Data for this task>
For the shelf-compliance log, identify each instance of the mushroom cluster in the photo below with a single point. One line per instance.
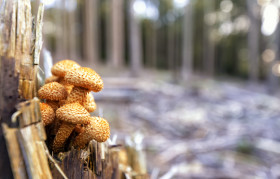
(68, 104)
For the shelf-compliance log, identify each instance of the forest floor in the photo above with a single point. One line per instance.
(202, 129)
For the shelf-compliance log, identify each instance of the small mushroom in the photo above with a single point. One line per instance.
(69, 115)
(61, 67)
(47, 114)
(52, 79)
(73, 113)
(89, 103)
(53, 104)
(62, 135)
(86, 78)
(78, 95)
(98, 129)
(66, 85)
(52, 91)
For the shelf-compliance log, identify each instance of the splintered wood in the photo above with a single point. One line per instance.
(20, 45)
(21, 42)
(25, 144)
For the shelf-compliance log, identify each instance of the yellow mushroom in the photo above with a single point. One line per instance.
(61, 67)
(47, 114)
(52, 91)
(69, 115)
(98, 129)
(84, 77)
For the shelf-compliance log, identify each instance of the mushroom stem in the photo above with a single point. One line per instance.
(98, 129)
(62, 135)
(77, 95)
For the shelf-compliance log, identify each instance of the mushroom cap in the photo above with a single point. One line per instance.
(52, 79)
(62, 135)
(53, 104)
(77, 95)
(61, 67)
(86, 78)
(47, 114)
(73, 113)
(68, 87)
(52, 91)
(89, 103)
(98, 129)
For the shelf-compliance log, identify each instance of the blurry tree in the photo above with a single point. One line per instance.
(135, 42)
(90, 37)
(117, 24)
(253, 39)
(187, 49)
(208, 43)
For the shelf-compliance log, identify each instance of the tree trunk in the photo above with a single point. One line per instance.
(253, 40)
(187, 49)
(208, 44)
(90, 37)
(117, 20)
(72, 38)
(135, 42)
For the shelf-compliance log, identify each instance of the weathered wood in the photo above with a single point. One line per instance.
(90, 163)
(17, 162)
(9, 97)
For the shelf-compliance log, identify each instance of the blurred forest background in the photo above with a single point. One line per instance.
(211, 37)
(193, 126)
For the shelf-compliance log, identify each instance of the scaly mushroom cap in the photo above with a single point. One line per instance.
(53, 104)
(68, 87)
(62, 135)
(98, 129)
(61, 67)
(77, 95)
(86, 78)
(52, 91)
(73, 113)
(52, 79)
(89, 103)
(47, 114)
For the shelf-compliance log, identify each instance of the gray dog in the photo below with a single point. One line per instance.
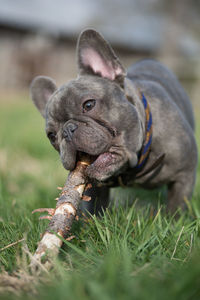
(137, 126)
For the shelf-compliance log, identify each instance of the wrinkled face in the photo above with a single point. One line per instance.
(91, 116)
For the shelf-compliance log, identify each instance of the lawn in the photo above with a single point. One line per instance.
(130, 253)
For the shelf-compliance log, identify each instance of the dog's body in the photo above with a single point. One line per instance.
(101, 113)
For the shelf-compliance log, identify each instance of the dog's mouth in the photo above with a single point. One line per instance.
(98, 161)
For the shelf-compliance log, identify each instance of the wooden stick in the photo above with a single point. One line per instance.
(63, 216)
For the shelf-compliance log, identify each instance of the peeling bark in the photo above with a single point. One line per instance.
(62, 217)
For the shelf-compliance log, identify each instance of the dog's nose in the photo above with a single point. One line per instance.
(69, 130)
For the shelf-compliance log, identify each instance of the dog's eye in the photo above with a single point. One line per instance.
(52, 137)
(88, 105)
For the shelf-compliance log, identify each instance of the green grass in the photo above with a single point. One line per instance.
(129, 253)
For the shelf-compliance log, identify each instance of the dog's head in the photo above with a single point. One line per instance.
(91, 114)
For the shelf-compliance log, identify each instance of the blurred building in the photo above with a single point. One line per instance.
(38, 36)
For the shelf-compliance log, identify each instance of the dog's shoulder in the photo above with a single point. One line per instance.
(150, 72)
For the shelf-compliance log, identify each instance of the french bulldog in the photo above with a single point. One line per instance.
(136, 125)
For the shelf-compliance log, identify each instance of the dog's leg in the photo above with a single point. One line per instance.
(99, 200)
(179, 190)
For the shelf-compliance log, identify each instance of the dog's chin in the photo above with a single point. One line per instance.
(104, 166)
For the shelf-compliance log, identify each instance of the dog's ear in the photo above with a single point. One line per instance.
(41, 89)
(96, 57)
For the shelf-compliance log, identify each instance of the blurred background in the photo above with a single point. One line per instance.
(38, 37)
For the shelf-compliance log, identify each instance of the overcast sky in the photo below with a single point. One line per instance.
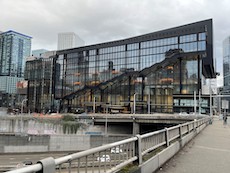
(97, 21)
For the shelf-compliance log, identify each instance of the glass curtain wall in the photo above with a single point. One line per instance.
(90, 68)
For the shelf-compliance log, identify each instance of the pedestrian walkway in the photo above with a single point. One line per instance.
(208, 152)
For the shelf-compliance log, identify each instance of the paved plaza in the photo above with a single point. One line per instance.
(209, 152)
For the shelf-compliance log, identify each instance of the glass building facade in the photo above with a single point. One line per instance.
(160, 69)
(14, 48)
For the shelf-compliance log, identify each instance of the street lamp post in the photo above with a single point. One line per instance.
(134, 103)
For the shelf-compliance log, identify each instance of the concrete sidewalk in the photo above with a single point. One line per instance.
(208, 152)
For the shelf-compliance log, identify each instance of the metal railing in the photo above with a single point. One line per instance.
(112, 157)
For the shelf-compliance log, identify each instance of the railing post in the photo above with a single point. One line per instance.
(180, 131)
(194, 125)
(138, 149)
(48, 165)
(167, 137)
(188, 128)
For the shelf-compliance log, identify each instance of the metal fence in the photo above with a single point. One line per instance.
(112, 157)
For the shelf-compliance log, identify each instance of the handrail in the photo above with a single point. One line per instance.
(122, 152)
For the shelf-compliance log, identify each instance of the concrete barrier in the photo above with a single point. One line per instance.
(162, 157)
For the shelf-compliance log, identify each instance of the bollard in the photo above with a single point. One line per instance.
(138, 149)
(167, 137)
(48, 165)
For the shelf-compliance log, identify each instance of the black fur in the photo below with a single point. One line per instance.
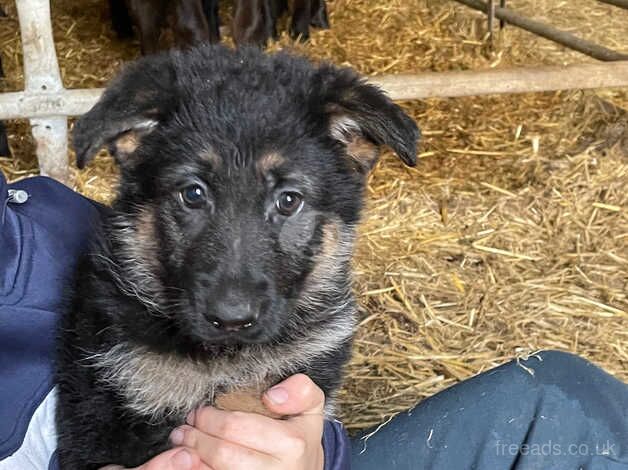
(159, 270)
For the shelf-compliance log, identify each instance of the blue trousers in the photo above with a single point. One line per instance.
(557, 412)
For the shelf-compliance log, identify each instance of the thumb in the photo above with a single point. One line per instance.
(295, 396)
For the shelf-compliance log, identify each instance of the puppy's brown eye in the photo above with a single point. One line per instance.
(193, 196)
(289, 203)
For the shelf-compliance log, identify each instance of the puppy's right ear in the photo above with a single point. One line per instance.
(132, 106)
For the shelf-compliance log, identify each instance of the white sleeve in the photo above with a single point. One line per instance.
(40, 440)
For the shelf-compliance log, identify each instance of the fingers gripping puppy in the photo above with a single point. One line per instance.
(224, 264)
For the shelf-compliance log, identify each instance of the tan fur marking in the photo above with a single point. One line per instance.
(359, 149)
(269, 162)
(363, 152)
(212, 157)
(248, 400)
(127, 143)
(336, 249)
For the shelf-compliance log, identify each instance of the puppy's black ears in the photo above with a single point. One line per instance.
(363, 118)
(132, 106)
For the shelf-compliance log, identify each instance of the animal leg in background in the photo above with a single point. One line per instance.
(301, 17)
(319, 17)
(253, 22)
(212, 15)
(189, 23)
(121, 20)
(149, 18)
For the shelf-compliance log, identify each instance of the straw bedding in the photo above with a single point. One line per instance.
(510, 237)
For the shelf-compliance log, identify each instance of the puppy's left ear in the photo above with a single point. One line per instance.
(363, 118)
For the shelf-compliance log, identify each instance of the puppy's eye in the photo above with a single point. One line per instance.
(193, 196)
(289, 202)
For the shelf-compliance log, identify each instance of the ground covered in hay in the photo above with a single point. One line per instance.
(511, 236)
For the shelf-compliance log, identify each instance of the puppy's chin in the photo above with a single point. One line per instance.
(210, 339)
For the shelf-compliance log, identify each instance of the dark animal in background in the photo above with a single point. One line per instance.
(225, 262)
(184, 20)
(306, 13)
(212, 15)
(254, 21)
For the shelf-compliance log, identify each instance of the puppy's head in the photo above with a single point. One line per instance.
(241, 183)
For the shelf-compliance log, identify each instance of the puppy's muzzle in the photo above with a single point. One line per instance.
(236, 307)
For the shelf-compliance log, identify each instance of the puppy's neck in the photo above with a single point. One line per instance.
(159, 385)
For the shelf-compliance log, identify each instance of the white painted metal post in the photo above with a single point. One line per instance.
(42, 76)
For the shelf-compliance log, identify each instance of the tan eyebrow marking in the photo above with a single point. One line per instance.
(269, 162)
(212, 157)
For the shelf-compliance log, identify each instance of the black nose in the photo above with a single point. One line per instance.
(234, 316)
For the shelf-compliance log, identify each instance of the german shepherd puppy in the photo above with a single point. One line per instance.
(225, 262)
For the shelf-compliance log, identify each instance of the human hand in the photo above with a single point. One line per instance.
(234, 440)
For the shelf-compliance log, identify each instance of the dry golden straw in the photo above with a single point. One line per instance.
(512, 234)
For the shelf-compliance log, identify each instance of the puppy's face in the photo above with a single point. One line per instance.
(242, 180)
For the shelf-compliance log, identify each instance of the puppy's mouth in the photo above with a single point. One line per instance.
(210, 335)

What to produce> Could you rewrite everything from the line containing "the puppy's mouth" down to the last line, replacing "shelf-compliance log" with "inventory review sheet" and keeping all else the same?

Expected answer>
For the inventory review sheet, identify each instance of the puppy's mouth in the photo above with a single point. One line per instance.
(210, 335)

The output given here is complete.